[BEGIN Data records]
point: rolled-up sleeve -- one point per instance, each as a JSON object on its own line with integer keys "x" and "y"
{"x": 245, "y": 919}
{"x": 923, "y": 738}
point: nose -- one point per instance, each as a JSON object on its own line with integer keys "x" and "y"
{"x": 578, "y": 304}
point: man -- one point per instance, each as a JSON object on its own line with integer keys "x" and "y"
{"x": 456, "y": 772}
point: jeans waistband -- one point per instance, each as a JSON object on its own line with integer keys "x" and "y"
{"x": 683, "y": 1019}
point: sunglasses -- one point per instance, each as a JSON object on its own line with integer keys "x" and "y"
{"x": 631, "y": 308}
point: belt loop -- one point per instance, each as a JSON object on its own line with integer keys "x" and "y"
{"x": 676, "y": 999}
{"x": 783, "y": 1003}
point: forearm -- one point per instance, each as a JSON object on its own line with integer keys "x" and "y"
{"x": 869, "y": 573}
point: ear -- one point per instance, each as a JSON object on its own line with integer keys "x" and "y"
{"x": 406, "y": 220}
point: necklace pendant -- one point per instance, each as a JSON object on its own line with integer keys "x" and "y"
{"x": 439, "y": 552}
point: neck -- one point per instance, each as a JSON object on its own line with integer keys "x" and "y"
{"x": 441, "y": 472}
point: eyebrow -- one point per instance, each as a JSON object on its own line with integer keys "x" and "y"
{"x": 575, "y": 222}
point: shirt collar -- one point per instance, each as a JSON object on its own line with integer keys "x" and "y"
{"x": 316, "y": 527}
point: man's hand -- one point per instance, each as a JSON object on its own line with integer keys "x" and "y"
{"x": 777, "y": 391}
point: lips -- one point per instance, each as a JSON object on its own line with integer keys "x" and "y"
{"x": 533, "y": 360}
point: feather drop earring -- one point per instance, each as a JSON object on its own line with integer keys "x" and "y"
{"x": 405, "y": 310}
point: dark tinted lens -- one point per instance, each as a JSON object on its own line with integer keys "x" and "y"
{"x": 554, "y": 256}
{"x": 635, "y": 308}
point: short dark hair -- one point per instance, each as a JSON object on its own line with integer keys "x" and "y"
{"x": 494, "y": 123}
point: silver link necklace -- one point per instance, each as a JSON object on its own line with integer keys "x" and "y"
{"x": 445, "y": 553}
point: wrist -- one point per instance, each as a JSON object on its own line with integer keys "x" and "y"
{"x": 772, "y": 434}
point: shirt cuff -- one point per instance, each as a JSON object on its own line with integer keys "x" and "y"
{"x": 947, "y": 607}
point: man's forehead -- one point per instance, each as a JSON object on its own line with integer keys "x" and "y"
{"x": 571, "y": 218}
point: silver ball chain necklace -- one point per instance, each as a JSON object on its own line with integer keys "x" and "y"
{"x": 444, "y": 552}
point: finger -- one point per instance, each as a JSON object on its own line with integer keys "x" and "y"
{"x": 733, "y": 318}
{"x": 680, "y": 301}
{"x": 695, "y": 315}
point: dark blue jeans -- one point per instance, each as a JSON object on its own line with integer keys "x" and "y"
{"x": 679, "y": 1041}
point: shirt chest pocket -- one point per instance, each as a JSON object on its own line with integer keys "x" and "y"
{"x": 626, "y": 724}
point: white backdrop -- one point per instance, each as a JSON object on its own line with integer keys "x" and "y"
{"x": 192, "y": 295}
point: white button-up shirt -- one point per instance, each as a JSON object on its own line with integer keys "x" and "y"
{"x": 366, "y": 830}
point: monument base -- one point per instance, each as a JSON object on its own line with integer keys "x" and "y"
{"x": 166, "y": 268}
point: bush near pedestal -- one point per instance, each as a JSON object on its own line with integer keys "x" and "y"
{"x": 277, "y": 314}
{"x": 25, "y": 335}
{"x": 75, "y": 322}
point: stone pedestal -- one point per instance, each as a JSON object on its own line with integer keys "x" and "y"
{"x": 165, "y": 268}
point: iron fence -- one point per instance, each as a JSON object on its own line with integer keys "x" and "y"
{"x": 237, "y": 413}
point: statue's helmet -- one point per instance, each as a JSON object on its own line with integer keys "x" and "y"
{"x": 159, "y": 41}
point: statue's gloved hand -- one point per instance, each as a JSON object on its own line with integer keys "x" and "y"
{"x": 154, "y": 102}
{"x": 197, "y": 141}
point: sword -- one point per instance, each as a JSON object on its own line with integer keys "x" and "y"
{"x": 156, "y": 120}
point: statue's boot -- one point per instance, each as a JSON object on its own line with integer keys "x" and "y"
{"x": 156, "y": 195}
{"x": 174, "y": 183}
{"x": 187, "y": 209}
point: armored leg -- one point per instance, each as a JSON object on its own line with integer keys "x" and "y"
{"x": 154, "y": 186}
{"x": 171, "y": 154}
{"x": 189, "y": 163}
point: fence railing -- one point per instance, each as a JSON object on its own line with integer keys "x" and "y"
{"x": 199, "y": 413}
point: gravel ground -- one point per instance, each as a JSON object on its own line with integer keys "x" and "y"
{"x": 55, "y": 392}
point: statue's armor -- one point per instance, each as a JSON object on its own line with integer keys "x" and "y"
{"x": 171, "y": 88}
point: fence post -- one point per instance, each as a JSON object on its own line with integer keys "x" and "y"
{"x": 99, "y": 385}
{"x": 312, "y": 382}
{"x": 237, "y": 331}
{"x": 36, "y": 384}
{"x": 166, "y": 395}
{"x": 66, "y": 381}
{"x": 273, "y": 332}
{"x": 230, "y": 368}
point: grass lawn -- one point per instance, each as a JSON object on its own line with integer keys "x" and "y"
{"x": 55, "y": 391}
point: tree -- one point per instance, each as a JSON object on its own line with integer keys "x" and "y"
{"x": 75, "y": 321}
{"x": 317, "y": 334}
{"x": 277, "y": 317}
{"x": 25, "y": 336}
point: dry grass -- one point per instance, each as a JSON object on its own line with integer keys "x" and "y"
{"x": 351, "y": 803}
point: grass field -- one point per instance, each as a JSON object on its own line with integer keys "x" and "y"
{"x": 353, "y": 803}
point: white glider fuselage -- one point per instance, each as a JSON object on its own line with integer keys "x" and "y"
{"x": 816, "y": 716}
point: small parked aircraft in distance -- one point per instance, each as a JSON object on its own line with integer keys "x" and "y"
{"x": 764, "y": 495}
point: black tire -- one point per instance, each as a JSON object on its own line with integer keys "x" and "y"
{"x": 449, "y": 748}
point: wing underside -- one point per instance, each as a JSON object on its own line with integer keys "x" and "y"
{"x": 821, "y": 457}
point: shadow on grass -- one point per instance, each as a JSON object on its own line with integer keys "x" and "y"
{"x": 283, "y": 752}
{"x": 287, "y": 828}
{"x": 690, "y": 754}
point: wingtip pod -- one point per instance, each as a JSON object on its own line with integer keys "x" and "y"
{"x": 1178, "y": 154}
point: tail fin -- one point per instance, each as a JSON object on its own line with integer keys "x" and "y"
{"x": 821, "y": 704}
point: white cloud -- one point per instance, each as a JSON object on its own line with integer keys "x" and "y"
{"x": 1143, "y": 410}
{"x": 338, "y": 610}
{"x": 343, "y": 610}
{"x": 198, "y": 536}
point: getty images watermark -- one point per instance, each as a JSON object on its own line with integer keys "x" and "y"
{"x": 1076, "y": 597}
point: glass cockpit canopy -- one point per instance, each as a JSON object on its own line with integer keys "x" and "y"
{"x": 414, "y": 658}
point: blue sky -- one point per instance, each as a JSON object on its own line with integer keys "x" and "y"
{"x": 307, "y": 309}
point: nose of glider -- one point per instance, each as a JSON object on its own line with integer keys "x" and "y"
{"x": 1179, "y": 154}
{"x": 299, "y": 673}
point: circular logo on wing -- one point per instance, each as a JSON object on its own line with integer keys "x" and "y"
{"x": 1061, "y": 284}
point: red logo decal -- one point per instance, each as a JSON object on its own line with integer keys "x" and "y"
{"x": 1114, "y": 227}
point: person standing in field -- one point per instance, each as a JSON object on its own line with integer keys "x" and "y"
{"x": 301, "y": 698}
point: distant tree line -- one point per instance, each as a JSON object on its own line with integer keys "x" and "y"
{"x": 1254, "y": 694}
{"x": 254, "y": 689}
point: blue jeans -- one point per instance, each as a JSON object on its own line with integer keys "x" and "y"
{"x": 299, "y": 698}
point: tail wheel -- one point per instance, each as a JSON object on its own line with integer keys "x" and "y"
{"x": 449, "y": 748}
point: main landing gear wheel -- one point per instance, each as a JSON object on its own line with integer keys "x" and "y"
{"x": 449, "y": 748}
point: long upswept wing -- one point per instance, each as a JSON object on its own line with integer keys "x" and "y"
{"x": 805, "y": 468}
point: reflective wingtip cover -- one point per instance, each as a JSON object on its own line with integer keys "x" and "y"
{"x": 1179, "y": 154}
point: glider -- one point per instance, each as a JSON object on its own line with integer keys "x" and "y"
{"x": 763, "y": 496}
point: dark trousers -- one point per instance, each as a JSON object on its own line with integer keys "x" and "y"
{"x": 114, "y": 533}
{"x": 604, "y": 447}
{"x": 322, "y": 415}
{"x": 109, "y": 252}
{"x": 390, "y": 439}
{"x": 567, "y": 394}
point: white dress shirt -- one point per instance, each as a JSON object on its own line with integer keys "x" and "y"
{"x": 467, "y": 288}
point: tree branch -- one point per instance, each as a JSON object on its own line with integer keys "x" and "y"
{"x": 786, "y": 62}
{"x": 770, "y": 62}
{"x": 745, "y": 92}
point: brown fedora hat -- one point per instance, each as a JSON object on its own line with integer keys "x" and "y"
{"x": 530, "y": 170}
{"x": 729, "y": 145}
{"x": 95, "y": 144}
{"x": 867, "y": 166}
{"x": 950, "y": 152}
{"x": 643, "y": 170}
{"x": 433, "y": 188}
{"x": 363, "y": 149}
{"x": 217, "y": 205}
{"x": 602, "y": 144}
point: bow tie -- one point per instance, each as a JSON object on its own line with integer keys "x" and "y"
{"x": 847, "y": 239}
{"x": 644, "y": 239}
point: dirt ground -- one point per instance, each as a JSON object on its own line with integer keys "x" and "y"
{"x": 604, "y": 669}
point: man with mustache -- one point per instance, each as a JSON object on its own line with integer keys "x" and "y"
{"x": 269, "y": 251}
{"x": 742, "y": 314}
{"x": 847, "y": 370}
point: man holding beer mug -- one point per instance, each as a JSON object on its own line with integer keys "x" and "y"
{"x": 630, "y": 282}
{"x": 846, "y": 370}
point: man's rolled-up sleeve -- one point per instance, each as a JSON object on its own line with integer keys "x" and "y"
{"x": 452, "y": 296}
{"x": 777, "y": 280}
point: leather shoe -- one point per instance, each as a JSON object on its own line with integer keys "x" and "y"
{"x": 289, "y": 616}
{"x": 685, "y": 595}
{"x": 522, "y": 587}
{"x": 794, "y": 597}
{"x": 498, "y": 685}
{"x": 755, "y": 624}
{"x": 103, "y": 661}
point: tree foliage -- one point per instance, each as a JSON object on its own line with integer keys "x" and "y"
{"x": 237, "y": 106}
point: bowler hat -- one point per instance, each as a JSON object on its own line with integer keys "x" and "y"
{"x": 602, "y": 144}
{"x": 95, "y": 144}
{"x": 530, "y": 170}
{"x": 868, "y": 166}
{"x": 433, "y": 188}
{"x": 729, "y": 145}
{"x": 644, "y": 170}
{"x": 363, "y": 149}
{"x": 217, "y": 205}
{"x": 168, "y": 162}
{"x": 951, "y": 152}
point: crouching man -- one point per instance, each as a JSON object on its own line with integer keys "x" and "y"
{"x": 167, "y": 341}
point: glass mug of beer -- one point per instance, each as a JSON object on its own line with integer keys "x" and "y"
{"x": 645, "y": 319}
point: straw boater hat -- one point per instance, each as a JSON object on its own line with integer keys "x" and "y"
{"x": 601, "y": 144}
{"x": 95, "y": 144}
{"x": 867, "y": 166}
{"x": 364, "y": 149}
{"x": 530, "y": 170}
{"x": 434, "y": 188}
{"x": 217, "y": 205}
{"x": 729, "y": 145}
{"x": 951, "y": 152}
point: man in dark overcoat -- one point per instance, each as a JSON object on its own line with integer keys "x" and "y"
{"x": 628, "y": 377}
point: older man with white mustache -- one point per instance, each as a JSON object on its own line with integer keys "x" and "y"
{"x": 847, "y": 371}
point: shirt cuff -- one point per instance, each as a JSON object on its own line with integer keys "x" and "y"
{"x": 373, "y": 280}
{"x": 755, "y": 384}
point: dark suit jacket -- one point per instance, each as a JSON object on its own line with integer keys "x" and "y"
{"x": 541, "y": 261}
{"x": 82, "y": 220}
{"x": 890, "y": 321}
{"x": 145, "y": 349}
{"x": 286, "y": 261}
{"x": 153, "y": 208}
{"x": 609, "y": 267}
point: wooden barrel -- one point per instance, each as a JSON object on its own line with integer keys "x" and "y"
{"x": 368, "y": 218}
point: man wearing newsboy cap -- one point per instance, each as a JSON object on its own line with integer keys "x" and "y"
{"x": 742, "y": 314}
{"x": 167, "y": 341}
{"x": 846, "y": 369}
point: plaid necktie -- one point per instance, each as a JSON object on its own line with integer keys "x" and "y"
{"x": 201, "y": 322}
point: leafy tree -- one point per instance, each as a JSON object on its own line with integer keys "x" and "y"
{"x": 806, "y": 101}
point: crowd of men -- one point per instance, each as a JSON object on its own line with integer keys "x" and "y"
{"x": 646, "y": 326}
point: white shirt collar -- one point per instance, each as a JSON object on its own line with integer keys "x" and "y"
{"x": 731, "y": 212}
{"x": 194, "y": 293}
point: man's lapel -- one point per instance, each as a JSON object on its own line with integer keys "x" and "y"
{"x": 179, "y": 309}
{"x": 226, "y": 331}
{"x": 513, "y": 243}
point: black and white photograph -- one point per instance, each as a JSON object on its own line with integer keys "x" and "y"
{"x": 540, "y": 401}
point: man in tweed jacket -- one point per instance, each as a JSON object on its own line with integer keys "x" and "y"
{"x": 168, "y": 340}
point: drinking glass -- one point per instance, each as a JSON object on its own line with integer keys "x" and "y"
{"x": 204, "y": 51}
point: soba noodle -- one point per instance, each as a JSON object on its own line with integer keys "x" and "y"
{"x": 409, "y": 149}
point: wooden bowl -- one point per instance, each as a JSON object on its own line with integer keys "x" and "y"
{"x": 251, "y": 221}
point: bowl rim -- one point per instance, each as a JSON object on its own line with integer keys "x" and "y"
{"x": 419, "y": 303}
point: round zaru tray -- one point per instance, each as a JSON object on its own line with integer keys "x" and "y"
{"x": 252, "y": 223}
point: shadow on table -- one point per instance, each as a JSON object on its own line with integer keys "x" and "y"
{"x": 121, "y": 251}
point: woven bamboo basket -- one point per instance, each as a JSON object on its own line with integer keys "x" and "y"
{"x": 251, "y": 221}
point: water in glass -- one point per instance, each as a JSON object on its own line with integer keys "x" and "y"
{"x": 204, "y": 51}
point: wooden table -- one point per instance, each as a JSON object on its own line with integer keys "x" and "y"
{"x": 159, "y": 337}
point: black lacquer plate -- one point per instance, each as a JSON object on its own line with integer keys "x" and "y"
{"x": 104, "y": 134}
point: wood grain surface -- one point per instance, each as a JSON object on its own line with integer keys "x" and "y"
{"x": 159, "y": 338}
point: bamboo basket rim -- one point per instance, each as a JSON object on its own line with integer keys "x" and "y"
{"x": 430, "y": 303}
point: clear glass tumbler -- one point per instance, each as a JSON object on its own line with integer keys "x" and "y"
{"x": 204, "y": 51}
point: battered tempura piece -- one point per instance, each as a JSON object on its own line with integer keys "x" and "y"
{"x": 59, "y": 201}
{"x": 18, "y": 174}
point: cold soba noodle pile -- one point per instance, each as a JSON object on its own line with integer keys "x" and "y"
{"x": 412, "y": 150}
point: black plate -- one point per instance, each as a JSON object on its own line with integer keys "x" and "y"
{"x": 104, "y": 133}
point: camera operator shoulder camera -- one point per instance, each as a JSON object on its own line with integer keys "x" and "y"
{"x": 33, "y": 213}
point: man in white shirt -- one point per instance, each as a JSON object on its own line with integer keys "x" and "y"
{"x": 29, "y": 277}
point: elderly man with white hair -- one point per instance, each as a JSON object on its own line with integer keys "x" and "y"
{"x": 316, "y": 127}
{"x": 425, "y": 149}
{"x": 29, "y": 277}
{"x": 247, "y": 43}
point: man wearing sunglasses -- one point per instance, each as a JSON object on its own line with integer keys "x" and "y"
[END Data records]
**Your objective**:
Repeat only the stretch of lines starting at the one containing "point: wood grain" and running to the final line of the entries above.

**Solution to this problem**:
point: wood grain surface -- one point per instance, each as a JSON object on its own line with integer keys "x" and "y"
{"x": 159, "y": 338}
point: bamboo basket rim -- one point per instance, each as a JSON object on its own line with integer keys "x" and "y"
{"x": 430, "y": 303}
point: clear glass tumbler -- one point per instance, each as a JSON object on its own line with integer keys "x" and "y"
{"x": 204, "y": 51}
point: battered tempura piece -- one point per instance, each as a JSON object on its own line with integer keys "x" and "y"
{"x": 59, "y": 201}
{"x": 18, "y": 174}
point: cold soba noodle pile -- one point per instance, each as a JSON object on its own line with integer keys "x" and "y"
{"x": 412, "y": 150}
point: black plate -- one point per instance, each as a JSON object on its own line with integer keys "x" and "y"
{"x": 104, "y": 133}
point: camera operator shoulder camera -- one point per instance, each as a JSON object on its own line with integer keys "x" and "y"
{"x": 33, "y": 213}
point: man in white shirt -- one point per instance, each as a JSON object on its own line with integer keys "x" and "y"
{"x": 29, "y": 277}
point: elderly man with white hair -- one point per instance, each as a JSON object on its own line with integer keys "x" and "y"
{"x": 316, "y": 127}
{"x": 425, "y": 149}
{"x": 29, "y": 277}
{"x": 247, "y": 43}
point: man wearing sunglasses -- one point per instance, each as a JSON object on its own line with integer keys "x" and "y"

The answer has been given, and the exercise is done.